**Exercise aim**
Starting at the top of the entries below, print each line exactly until the line with "Target: flag on metal pole" has been printed too.

**Given data**

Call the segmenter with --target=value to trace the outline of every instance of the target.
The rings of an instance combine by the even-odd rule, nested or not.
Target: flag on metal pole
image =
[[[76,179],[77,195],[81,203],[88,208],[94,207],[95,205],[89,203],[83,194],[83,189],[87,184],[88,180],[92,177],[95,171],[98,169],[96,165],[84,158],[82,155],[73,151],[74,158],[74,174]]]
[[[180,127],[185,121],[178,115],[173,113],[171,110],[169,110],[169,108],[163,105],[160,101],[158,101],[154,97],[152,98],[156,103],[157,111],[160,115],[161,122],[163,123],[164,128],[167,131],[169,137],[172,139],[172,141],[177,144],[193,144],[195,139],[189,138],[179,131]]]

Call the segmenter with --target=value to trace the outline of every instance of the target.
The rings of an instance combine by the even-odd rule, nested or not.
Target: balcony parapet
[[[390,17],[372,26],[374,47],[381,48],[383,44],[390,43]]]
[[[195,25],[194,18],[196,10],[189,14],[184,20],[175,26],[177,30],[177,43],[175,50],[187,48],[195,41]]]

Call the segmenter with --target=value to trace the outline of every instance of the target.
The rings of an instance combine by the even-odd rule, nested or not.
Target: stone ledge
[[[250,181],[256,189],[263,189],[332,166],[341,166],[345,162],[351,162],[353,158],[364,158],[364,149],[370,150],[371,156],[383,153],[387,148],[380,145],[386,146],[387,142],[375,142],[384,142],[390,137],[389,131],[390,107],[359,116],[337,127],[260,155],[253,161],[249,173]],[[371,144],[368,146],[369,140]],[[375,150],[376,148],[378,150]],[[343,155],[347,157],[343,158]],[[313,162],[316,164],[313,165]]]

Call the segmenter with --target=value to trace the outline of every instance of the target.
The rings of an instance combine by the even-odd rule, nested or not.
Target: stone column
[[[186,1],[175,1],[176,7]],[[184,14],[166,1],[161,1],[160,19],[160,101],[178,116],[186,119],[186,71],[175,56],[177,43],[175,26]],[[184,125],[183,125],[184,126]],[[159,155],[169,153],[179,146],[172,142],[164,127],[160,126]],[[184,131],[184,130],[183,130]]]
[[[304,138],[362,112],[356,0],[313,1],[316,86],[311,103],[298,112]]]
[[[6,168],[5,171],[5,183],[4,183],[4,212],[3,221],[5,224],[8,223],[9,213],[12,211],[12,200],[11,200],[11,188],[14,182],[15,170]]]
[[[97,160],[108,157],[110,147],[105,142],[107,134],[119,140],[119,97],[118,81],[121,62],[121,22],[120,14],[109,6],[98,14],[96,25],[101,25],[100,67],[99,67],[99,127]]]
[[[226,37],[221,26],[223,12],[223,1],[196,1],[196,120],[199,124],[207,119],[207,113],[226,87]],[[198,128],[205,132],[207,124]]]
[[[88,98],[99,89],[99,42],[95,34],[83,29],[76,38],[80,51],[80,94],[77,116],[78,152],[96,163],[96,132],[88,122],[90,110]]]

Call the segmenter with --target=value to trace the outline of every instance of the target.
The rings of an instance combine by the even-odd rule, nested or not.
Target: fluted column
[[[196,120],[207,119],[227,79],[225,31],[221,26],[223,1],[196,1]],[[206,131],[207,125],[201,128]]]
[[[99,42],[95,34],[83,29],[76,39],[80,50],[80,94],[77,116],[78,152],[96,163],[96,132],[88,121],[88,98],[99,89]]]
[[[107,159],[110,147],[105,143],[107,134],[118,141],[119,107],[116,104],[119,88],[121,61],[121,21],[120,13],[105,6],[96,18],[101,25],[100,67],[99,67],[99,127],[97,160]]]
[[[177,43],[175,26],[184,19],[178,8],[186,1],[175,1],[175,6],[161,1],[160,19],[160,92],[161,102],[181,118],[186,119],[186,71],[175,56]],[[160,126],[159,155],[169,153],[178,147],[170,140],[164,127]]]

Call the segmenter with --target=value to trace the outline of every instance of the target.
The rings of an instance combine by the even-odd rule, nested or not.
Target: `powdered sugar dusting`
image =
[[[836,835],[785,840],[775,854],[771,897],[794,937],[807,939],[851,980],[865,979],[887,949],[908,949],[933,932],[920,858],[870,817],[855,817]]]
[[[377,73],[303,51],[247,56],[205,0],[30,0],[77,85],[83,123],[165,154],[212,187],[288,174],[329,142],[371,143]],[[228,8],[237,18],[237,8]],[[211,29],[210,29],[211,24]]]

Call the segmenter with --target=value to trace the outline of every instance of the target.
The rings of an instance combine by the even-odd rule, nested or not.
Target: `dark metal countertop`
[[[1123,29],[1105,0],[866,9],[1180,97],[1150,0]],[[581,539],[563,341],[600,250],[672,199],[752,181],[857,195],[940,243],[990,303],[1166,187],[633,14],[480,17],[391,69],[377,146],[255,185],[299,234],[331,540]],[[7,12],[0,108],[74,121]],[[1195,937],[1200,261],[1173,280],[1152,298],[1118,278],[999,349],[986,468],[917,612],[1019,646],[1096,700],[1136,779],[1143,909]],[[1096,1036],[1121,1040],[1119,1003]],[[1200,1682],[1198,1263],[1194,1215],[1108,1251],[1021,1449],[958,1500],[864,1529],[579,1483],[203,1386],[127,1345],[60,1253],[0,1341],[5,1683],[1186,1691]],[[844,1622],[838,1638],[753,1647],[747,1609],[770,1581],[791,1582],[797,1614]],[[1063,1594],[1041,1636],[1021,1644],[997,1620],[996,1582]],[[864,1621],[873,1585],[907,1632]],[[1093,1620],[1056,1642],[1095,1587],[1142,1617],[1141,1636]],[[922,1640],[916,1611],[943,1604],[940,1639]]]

**Answer below**
Call the segmenter with --target=value to trace the outline of every instance of the target.
The rings of an instance combine by the even-odd rule, nested or not.
Target: flag on metal pole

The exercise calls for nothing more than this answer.